À compléter –
1 – Recopie tout le passage du texte sur les bienfaits de la nature, depuis « Et Claire Marino » jusqu'à « sur le corps. », en substituant « bitume » à « béton ».
2 – Reprends la rédaction du texte sur les bienfaits de la nature à partir de l'endroit où il s'arrête.

Extrait du document –
Et Claire Marino n’est pas la seule à avoir constaté les effets bénéfiques sur la santé d’un répit à l’ombre des cimes. Avec près de 480000 exemplaires écoulés depuis sa sortie en librairie en mars 2017, La Vie secrète des arbres témoigne de cette addiction des Français·e·s pour les shoots de chlorophylle. Le contact avec la nature devient une nécessité pour les habitué·e·s du béton. Car rester deux heures par semaine au milieu des arbres a des effets positifs immédiats sur le corps.
Au Japon, les bains de forêt nommés shinrin-yoku sont même reconnus depuis 1982 comme médecine préventive. Autrice de Ces Arbres qui nous veulent du bien, Laurence Monce les recommande d’ailleurs à tous ses clients. “Les arbres produisent notamment des ions négatifs qui combattent les radicaux libres, des molécules chimiques instables néfastes pour notre santé.” Autre avantage, la couleur verte. “Sa longueur d’onde a un effet toni-sédative, elle calme le système nerveux et redonne de l’énergie.” Et contrairement aux idées reçues, pas besoin de faire un câlin aux troncs pour que ça marche. C’est même vivement déconseillé au risque d’attraper des démangeaisons à cause de la mousse...
Des soins 100% naturels
La visite du bois de Vincennes se poursuit avec Fanny qui a fait le déplacement depuis Mantes-la-Jolie pour ces 90 minutes instructives sur les plantes sauvages. Le guide vulgarise sur un ton décalé. “Vous caressez la plante, vous la froissez entre vos doigts, en général, elles aiment bien ça.” Les métaphores sont plus ou moins hasardeuses mais le contenu est complet. À chaque fois, le spécialiste donne les propriétés médicinales.

Données fournies –
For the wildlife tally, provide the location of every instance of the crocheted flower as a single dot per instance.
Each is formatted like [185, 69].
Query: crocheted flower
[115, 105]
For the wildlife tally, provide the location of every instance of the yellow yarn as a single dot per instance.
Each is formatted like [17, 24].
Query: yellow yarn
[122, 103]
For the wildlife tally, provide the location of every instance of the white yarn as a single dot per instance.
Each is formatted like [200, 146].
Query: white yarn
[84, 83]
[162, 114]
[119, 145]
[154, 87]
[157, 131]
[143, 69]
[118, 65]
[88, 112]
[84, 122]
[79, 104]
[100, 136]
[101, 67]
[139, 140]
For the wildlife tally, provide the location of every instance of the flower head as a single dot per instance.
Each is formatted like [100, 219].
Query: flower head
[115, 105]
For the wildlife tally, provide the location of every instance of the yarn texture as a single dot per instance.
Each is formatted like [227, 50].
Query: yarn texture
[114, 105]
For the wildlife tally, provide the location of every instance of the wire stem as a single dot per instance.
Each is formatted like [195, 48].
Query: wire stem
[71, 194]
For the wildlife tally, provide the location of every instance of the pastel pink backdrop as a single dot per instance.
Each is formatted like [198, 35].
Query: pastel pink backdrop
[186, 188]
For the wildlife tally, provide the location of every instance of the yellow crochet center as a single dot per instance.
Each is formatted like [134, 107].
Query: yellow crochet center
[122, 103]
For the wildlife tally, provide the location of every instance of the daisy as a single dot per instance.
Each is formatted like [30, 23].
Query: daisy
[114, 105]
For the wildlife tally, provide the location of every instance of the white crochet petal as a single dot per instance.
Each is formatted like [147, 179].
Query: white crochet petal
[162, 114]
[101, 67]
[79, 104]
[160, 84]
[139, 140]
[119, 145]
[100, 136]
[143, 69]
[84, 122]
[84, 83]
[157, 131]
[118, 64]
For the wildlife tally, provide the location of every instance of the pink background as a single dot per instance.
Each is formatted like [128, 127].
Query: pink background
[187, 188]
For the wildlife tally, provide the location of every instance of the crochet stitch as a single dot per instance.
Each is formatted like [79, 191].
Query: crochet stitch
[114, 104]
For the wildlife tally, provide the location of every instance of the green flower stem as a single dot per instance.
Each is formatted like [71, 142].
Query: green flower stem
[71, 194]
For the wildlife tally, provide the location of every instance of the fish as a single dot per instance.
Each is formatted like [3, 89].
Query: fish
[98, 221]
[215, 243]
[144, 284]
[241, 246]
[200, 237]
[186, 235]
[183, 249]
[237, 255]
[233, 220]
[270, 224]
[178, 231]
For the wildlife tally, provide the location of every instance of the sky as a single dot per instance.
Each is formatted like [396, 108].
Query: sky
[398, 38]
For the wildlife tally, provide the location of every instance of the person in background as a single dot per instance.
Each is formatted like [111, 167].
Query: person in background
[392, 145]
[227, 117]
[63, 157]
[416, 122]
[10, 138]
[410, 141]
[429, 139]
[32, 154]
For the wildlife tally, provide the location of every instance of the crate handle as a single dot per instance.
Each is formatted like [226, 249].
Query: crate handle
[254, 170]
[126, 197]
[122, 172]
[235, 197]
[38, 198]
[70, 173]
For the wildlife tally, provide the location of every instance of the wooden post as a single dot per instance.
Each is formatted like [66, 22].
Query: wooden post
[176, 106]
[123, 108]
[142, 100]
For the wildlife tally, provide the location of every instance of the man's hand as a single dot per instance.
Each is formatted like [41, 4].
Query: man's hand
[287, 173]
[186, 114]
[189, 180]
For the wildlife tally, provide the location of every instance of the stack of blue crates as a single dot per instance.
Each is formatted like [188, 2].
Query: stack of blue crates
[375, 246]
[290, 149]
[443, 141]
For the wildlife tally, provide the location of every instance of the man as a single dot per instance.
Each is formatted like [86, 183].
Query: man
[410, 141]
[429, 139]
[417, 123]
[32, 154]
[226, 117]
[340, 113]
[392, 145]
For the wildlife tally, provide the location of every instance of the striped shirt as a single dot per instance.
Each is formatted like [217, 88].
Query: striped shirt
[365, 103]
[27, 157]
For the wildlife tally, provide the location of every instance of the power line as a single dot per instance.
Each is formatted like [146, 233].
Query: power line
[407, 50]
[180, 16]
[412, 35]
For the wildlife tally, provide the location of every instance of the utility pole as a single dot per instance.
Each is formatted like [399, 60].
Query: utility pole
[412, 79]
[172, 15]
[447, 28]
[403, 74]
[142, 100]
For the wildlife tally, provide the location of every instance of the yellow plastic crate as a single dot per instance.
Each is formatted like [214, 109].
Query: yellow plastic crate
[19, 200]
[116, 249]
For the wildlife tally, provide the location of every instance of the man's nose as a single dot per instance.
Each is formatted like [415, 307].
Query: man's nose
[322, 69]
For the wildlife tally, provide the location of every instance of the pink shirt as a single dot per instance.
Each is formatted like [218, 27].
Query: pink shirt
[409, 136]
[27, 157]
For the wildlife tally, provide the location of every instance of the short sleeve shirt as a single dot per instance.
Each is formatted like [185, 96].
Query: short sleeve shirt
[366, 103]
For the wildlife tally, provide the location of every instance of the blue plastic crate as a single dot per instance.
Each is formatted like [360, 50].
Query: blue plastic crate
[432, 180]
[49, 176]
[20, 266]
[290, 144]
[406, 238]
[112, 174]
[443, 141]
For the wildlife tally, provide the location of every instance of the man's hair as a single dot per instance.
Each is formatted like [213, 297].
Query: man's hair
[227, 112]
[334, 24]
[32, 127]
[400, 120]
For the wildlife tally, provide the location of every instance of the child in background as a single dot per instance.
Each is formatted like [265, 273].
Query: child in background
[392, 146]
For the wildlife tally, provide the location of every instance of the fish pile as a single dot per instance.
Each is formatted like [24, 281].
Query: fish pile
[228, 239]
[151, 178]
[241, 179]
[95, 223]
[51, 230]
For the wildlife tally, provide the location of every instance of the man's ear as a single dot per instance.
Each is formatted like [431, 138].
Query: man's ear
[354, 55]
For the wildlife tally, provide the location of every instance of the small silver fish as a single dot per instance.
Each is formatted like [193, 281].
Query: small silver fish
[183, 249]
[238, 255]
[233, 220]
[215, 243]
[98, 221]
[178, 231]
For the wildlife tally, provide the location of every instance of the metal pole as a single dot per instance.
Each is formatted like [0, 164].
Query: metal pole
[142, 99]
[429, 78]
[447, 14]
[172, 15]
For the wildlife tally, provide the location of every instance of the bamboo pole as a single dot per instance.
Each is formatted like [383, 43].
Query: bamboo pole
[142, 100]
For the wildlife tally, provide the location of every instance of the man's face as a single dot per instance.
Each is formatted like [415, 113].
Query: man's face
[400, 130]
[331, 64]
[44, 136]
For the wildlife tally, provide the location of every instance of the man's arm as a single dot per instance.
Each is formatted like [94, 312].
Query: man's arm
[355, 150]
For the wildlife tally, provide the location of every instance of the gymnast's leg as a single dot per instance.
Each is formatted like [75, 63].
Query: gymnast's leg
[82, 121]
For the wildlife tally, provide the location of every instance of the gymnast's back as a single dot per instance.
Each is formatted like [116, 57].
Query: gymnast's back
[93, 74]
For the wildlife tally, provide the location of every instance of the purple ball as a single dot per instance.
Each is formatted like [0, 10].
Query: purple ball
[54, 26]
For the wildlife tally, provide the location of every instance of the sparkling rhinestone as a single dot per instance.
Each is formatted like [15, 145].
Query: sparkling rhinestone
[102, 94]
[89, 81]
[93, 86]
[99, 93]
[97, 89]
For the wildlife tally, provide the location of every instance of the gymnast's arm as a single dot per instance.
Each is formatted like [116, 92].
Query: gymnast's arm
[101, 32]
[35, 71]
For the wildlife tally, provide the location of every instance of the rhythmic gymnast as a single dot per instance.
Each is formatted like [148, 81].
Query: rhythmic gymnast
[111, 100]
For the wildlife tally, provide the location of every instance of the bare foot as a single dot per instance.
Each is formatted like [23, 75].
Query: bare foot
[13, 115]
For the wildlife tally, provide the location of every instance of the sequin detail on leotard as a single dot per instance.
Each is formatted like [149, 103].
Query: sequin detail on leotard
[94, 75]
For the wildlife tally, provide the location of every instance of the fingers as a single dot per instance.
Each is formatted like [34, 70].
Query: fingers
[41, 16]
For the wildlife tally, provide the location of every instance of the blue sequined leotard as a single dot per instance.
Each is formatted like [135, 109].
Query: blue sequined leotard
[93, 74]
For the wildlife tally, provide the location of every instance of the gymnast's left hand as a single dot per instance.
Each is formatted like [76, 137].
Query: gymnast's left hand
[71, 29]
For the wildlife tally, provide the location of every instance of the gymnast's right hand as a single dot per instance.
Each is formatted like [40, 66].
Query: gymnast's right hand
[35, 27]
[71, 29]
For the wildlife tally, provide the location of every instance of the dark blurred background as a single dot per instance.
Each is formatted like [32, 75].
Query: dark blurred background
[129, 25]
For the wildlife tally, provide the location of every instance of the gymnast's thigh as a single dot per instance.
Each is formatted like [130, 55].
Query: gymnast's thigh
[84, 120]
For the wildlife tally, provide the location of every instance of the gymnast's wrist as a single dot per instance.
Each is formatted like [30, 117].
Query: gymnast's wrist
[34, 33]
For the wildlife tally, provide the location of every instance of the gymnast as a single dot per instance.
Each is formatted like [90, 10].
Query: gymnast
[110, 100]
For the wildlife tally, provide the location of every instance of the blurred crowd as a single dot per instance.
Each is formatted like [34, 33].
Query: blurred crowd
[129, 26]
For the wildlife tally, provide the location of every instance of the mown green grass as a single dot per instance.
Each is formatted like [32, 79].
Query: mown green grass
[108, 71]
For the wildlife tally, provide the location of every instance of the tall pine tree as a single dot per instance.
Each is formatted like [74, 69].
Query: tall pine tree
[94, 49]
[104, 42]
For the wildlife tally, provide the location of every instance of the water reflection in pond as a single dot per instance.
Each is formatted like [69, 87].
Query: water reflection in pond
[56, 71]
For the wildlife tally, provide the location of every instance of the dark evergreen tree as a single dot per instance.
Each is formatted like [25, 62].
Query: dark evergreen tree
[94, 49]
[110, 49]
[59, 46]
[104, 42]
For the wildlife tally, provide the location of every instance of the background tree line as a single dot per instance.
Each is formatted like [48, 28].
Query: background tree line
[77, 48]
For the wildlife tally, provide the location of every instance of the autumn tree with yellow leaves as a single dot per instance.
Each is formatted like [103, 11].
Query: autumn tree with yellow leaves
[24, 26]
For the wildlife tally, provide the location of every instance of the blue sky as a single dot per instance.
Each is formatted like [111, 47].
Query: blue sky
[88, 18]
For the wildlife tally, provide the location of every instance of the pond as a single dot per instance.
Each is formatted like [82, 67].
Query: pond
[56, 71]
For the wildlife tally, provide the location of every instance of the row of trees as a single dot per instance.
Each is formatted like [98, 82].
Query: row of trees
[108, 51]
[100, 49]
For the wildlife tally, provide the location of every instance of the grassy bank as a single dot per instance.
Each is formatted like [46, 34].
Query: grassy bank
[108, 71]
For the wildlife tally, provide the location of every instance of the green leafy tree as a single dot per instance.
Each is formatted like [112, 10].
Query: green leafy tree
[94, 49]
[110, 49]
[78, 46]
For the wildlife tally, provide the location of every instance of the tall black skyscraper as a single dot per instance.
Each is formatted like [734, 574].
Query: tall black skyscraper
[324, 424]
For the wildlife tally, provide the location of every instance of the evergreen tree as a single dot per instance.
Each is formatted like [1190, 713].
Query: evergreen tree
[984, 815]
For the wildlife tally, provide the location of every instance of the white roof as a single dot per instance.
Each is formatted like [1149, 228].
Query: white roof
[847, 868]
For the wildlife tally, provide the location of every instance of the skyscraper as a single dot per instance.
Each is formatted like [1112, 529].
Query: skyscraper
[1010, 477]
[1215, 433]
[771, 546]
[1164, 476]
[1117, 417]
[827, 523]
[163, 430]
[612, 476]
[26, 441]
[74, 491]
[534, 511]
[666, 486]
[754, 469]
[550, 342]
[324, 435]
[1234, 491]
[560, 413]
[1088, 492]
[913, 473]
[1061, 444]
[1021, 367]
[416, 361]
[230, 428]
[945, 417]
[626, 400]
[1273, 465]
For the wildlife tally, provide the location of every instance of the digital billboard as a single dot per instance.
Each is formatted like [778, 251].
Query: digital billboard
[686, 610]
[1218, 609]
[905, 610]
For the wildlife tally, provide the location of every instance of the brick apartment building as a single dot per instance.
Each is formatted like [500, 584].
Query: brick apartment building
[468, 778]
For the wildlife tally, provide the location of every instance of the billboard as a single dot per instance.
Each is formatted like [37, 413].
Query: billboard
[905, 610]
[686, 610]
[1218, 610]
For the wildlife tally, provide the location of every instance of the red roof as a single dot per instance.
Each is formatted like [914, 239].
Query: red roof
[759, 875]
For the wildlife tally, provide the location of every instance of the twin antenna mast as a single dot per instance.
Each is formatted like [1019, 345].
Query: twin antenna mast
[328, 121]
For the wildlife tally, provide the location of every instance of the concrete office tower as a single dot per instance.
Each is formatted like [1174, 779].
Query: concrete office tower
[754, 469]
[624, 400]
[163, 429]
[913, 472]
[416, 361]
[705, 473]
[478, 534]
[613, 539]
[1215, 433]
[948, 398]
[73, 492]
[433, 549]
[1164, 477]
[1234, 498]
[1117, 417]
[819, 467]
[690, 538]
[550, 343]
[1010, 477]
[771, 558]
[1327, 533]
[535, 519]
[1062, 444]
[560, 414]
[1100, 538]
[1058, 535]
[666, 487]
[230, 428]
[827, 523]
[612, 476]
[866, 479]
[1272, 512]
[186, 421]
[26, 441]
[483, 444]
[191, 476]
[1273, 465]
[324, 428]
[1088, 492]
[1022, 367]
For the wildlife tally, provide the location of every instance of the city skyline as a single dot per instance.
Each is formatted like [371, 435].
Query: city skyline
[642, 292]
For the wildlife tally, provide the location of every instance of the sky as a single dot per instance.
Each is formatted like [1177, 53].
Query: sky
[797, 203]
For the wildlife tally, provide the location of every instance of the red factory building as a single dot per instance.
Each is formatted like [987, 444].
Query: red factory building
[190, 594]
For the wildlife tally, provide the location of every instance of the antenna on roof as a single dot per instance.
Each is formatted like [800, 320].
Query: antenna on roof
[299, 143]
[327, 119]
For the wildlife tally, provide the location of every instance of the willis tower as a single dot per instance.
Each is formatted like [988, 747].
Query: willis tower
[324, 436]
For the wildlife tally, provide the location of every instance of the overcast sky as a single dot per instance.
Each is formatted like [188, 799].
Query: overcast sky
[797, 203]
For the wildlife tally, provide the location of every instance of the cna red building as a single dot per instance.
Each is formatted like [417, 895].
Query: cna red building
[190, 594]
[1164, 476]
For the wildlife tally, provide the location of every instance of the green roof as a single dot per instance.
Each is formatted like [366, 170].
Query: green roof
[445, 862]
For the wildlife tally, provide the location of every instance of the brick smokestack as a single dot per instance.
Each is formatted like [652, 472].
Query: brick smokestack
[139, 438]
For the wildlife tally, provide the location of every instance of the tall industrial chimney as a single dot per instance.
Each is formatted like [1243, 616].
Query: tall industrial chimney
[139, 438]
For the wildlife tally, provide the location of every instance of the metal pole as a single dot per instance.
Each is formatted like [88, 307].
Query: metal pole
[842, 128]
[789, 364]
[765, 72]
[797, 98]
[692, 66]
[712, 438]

Réponses –
1 –
Et Claire Marino n’est pas la seule à avoir constaté les effets bénéfiques sur la santé d’un répit à l’ombre des cimes. Avec près de 480000 exemplaires écoulés depuis sa sortie en librairie en mars 2017, La Vie secrète des arbres témoigne de cette addiction des Français·e·s pour les shoots de chlorophylle. Le contact avec la nature devient une nécessité pour les habitué·e·s du bitume. Car rester deux heures par semaine au milieu des arbres a des effets positifs immédiats sur le corps.

2 –
En face de lui, Fanny prend des notes. Sur son carnet, on peut y lire: “Armoise commune -arbuste- tonifie la digestion + pour les femmes: sphères gynéco.” L’ex-assistante de direction dans le BTP en reconversion étudie l’aromathérapie -les huiles essentielles- et les fleurs de Bach -des élixirs floraux- pour soigner les petites pathologies. “Mais pas question de remplacer la médecine moderne, les deux sont complémentaires”, précise la jeune femme. Ceci dit, le recours à une médecine moins conventionnelle et plus naturelle a le vent en poupe. Le site medoucine.com a réalisé une enquête en 2017 sur l’utilisation des médecines douces qui n’utilisent pas des médicaments et des molécules chimiques. D’après les résultats, 72 % des personnes interrogées recherchent des soins plus naturels.
Saveurs inconnues
Et côté alimentation, une prise de conscience similaire est à l’oeuvre. Les produits locaux, bio et de saison sont plébiscités. Ça tombe bien, les plantes sauvages sont tout ça à la fois. Elle ne pourront jamais remplacer les légumes et céréales produits par l’agriculture mais elles se positionnent comme un petit plus gratuit et éthique. Sarah, une Parisienne de 28 ans, assiste à l’atelier pour justement les intégrer dans son alimentation. Elle s’y connaît déjà un peu en la matière, la cuisinière travaille au restaurant La bête noire. Sa patronne agrémente les menus avec de l’ortie, du fresne ou encore du lamier blanc. Les yaourts au tilleul de la semaine dernière ont bluffé les clients. “Ils m’ont tous demandé ce qu’était ce goût floral méconnu?” C’est simplement celui de la nature, une saveur indispensable au bien-être du corps et de l’esprit, que ce groupe qui marche dans le bois de Vincennes est bien décidé à redécouvrir.